EXERCISE DETAILS. Rewrite the data below, substituting "gray-collared jacket" for every occurrence of "green-collared jacket" and leaving everything else unchanged. Omit the pictures from your answer.

RECORDS SHOWN.
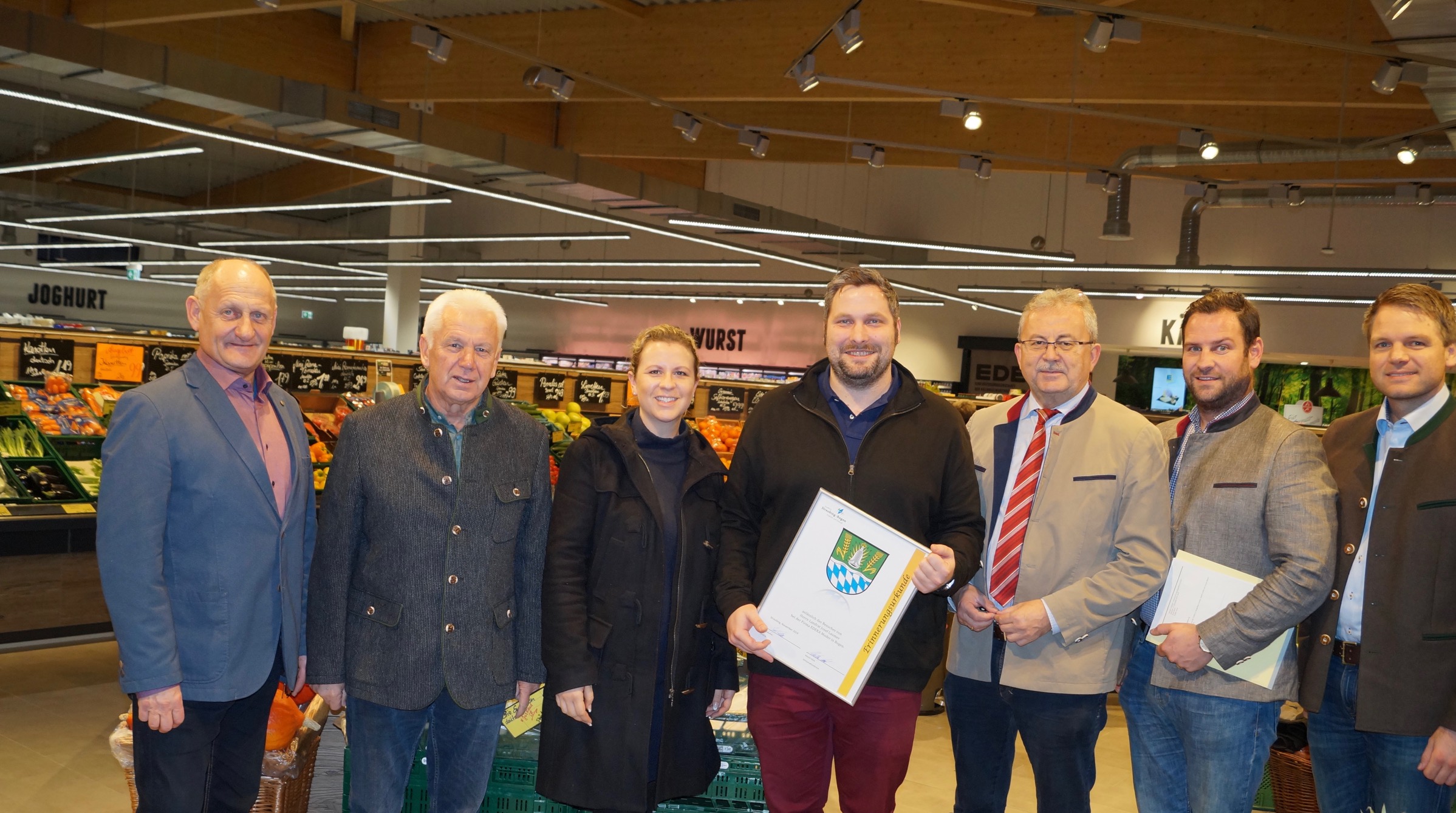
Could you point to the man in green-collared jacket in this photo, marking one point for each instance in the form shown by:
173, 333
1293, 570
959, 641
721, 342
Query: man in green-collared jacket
428, 573
1387, 636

RESULT FOR THIS EXERCISE.
Could you point to the man in gray-collared jacket in this photo, marking one point for each instance in the form shown by:
173, 333
1293, 570
959, 641
721, 342
Query: man in gray-collared jacket
428, 573
1387, 636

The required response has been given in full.